══ INFORMATION SHOWN

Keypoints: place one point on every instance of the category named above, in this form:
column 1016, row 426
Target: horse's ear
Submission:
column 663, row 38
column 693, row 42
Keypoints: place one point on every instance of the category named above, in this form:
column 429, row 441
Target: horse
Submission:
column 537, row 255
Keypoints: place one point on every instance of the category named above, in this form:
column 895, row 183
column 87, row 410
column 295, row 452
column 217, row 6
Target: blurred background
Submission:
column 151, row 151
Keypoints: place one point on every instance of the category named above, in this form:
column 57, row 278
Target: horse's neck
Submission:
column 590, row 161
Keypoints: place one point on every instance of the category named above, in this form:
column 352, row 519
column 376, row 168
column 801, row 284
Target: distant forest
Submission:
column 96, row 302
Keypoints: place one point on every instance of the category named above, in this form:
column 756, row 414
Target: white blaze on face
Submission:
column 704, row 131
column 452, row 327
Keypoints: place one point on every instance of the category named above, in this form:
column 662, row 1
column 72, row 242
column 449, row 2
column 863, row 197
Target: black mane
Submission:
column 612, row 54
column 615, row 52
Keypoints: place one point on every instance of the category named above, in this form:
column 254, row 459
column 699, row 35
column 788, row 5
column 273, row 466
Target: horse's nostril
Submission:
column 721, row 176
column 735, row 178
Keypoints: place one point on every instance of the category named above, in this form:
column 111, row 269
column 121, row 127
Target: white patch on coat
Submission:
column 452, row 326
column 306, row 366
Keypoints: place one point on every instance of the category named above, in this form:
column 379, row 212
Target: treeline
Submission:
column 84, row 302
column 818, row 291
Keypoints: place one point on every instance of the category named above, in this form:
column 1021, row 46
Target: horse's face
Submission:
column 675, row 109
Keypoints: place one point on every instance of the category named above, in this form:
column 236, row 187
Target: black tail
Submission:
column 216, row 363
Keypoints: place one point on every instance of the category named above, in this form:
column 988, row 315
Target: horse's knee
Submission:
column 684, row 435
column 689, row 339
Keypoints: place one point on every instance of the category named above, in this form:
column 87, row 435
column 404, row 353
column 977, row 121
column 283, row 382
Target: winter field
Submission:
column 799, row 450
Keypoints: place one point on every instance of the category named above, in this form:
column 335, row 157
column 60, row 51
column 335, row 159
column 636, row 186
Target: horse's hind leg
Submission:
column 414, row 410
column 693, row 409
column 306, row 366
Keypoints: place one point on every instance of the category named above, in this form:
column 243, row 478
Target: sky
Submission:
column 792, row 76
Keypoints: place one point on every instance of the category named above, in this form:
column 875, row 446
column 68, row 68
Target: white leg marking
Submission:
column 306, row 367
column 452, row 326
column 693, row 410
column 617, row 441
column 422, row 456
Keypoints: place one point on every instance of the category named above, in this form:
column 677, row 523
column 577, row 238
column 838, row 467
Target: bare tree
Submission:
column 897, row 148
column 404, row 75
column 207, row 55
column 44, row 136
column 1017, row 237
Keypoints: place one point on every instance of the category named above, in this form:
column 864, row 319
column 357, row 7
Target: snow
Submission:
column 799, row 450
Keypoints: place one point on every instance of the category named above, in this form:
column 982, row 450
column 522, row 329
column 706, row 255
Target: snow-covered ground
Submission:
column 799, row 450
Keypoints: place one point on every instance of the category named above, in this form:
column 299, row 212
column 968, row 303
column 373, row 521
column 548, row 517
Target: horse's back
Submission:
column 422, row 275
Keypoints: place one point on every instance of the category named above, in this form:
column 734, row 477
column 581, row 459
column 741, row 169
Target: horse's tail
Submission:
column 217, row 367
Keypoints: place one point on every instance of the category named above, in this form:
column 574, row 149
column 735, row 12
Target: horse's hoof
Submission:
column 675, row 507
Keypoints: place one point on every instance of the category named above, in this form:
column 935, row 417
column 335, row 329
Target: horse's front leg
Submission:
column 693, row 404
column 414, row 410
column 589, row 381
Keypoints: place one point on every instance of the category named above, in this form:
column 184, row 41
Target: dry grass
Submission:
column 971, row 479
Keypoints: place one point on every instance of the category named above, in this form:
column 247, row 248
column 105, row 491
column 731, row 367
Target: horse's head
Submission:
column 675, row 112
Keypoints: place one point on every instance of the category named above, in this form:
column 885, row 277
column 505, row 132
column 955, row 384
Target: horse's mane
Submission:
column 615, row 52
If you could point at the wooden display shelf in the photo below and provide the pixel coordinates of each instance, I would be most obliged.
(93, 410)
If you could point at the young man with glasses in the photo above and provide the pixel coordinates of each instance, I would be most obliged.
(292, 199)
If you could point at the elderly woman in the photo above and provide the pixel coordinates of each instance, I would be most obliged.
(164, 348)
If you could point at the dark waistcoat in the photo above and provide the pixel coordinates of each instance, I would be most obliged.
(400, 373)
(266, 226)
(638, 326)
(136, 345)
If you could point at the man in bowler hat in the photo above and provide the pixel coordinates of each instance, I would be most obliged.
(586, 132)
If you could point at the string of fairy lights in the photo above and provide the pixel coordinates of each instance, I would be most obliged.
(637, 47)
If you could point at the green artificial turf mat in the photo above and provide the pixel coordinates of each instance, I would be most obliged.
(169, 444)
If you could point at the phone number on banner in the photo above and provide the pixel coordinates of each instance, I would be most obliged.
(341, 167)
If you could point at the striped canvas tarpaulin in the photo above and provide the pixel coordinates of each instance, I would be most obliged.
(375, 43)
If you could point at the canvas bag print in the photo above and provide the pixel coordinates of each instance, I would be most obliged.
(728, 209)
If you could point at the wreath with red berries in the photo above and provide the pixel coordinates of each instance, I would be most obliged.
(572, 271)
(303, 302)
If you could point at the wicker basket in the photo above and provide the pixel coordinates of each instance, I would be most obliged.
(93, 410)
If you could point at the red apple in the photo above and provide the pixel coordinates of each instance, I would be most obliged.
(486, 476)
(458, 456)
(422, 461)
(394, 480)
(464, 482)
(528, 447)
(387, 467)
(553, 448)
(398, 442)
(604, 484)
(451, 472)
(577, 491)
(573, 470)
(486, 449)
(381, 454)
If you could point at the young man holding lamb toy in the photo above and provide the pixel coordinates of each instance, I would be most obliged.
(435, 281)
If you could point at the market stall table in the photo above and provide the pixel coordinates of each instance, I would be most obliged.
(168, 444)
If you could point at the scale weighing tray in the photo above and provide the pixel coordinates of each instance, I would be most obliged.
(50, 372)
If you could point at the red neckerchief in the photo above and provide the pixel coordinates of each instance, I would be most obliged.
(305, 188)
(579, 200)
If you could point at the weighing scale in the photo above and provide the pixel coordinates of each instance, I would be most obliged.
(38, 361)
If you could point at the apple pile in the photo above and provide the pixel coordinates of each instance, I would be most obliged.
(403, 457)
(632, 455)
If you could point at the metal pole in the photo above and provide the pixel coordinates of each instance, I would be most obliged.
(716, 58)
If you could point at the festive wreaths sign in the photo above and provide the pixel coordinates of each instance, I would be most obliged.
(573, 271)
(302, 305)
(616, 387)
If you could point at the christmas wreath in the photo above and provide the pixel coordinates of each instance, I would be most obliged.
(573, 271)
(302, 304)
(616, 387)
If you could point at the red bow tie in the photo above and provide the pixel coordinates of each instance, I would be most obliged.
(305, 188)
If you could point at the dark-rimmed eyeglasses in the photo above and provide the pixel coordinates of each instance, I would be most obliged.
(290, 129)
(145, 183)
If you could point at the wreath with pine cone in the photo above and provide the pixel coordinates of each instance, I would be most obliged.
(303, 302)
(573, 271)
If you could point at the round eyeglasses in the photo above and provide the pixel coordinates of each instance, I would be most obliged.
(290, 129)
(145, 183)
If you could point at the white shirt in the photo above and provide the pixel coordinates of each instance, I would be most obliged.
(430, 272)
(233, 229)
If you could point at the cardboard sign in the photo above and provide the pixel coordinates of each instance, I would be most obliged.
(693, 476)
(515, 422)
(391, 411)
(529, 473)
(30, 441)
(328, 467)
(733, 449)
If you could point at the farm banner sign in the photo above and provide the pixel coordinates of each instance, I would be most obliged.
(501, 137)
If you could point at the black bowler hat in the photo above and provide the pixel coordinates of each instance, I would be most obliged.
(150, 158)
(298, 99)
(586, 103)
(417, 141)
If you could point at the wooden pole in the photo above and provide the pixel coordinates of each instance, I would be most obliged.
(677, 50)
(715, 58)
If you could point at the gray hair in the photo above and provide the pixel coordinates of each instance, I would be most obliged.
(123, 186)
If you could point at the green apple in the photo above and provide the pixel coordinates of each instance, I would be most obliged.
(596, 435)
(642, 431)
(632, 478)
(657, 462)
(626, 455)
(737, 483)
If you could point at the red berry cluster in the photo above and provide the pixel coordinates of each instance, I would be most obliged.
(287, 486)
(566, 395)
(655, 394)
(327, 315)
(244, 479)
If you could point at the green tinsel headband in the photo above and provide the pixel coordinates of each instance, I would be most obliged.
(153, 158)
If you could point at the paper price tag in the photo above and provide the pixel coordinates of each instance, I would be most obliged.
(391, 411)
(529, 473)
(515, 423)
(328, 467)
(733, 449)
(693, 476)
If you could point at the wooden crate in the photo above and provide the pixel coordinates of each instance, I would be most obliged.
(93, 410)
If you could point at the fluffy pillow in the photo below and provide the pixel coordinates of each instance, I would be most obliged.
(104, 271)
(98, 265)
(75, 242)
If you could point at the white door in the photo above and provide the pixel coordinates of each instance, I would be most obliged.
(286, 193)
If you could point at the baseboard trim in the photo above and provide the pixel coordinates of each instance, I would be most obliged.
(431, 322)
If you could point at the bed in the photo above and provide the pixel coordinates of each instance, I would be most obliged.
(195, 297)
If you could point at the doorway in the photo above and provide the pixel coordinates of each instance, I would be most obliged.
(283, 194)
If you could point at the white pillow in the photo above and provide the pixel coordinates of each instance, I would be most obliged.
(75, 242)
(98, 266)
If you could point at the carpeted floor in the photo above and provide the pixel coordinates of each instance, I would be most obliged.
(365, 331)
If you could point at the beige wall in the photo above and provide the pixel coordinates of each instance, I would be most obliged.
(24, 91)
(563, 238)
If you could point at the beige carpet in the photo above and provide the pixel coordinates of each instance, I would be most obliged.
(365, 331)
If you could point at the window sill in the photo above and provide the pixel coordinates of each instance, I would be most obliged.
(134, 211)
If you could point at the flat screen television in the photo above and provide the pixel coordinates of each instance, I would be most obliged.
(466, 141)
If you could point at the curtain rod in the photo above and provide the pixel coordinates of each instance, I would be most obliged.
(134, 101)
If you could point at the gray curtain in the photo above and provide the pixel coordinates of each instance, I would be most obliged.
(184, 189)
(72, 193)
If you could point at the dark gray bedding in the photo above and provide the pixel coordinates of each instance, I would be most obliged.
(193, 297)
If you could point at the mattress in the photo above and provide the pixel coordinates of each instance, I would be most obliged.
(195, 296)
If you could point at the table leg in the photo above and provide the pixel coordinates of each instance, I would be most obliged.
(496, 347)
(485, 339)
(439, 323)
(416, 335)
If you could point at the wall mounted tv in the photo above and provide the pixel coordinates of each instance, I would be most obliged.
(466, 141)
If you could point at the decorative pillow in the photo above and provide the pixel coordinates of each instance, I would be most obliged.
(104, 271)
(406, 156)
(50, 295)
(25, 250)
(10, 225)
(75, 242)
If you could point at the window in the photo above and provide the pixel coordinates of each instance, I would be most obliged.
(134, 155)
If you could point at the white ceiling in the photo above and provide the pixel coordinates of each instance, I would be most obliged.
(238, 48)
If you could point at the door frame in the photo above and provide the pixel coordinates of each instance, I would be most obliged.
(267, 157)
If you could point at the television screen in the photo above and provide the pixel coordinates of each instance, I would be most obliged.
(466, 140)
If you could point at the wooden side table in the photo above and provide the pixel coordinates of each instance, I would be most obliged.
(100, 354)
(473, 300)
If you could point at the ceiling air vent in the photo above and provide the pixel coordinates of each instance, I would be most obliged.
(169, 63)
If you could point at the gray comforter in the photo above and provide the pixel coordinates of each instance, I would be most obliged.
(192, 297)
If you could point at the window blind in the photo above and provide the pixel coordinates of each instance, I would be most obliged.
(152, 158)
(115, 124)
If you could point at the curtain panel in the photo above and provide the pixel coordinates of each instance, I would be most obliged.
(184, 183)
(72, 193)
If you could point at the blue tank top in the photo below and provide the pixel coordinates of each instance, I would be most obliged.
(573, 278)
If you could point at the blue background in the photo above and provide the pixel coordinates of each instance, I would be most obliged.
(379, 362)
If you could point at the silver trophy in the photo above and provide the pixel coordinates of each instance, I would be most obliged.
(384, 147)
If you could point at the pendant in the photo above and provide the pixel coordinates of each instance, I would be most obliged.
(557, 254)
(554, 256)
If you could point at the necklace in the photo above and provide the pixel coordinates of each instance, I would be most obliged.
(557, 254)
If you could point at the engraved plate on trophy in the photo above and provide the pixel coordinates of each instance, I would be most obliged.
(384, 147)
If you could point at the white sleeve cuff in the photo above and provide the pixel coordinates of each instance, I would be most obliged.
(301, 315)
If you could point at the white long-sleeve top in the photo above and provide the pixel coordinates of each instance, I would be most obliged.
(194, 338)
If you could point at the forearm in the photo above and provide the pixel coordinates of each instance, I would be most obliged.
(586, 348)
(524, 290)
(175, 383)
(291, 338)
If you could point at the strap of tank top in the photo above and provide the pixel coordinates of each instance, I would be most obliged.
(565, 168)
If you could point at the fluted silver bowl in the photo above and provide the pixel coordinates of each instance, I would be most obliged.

════

## TASK REQUIREMENTS
Lines that hold "snow" are the ones to copy, so pick each out from the data.

## ANSWER AREA
Target: snow
Target: snow-covered ground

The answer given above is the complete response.